======== MATERIAL SUPPLIED
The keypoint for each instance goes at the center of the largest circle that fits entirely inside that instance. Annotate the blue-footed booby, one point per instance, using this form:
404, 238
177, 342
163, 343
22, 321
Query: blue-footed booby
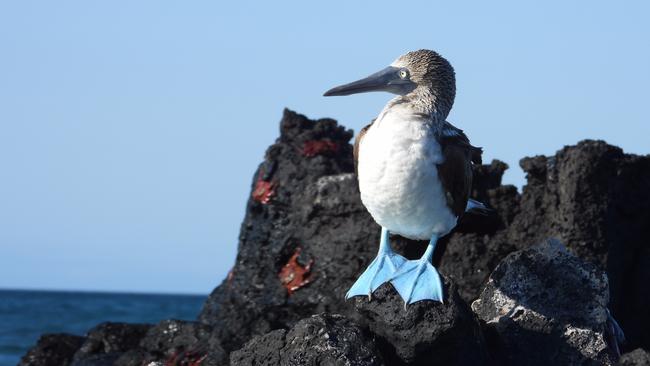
================
WRITTEN INSTRUCTION: Please count the lines of the data above that contain the string "blue", with case counting, and give only the number.

EXERCISE RESULT: 2